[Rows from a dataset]
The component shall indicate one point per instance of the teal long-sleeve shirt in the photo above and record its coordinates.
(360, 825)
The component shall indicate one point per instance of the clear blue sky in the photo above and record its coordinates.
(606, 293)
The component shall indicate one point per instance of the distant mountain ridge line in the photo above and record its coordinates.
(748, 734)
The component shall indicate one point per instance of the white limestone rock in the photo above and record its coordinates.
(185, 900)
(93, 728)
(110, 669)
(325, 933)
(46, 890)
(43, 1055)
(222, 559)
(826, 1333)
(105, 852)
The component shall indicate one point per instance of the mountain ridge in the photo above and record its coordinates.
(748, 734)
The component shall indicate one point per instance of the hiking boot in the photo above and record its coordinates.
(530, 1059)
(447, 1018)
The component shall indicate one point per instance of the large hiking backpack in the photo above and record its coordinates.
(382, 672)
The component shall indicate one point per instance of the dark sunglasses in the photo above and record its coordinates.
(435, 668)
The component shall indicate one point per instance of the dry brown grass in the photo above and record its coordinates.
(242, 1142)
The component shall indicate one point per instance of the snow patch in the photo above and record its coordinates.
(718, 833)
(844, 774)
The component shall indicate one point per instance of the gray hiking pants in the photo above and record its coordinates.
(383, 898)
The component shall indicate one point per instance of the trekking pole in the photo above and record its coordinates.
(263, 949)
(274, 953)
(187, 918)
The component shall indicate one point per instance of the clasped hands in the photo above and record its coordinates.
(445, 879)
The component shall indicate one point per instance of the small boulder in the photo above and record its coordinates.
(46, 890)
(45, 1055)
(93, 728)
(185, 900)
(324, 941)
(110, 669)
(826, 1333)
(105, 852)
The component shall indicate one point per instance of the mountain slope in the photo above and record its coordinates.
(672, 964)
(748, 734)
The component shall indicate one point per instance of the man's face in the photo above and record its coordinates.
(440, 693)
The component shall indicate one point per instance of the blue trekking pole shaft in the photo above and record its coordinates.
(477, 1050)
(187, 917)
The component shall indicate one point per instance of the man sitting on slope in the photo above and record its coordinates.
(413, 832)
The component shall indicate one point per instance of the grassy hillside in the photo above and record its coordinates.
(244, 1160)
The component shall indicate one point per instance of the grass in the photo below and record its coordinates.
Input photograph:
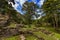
(56, 35)
(11, 38)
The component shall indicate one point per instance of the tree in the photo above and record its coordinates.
(51, 9)
(30, 11)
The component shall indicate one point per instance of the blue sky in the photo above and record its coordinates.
(19, 3)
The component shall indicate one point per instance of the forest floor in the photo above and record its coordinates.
(38, 33)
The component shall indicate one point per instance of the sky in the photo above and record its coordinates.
(19, 3)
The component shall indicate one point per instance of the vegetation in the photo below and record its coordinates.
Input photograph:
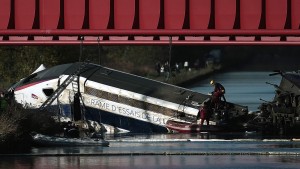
(17, 123)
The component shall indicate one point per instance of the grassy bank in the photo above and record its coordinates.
(16, 125)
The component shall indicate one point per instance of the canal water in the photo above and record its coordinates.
(181, 151)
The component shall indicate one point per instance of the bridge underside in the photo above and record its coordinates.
(150, 22)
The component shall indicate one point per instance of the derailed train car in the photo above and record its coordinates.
(281, 115)
(123, 101)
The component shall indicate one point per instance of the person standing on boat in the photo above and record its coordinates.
(203, 114)
(217, 94)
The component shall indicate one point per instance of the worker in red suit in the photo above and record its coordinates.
(203, 114)
(217, 94)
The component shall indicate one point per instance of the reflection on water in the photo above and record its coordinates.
(158, 162)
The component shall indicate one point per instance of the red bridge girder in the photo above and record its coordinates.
(149, 22)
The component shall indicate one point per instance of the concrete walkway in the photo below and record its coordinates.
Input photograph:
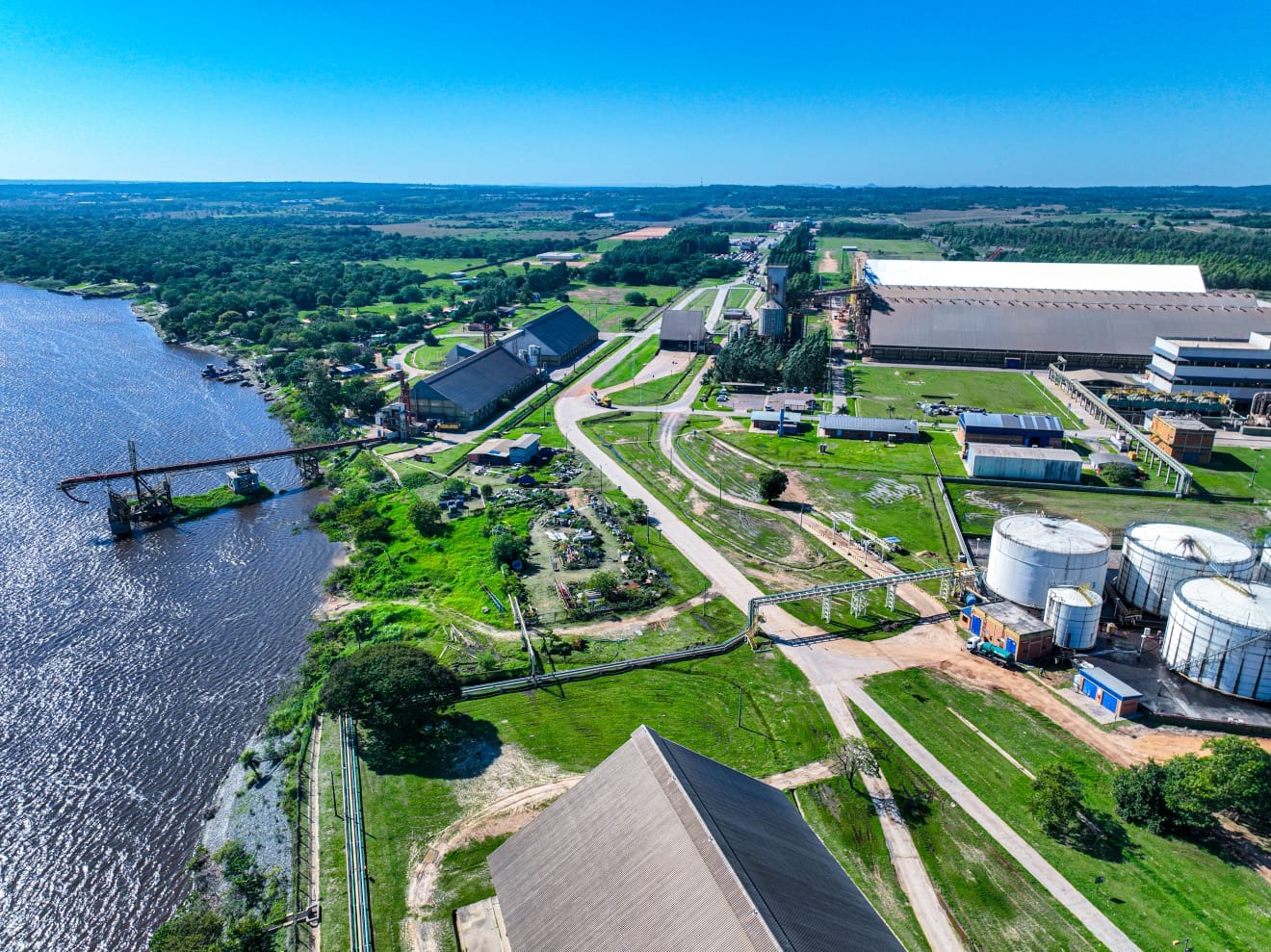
(1100, 925)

> _STATED PROBLEM_: Take the line that contains "of the bridge" and every line after it up to the end of the records above, and restate them exactly, without the pictures.

> _CORRECT RESPONSE_:
The component shall indicate one point per instance of the bridge underside in the photo above and record its coordinates.
(150, 22)
The component shall indicate one point per instance of the derailed train car in the photo above and record its coordinates.
(281, 115)
(123, 101)
The component shall indicate one point per instance of the person standing on boat in the photo above and record its coordinates.
(203, 114)
(217, 94)
The component shall indicate one point per instance of the worker in red suit in the photo above and record its coordinates.
(203, 114)
(217, 94)
The component shall indicate one point per instance of the reflection on water in the photo above and record its coordinates.
(158, 162)
The component shall indicate one point per instance of the red bridge girder in the photo above and record its coordinates.
(149, 22)
The component shall indicate one point per instance of the concrete walkway in the photo below and record its coordinates.
Input photograph:
(1100, 925)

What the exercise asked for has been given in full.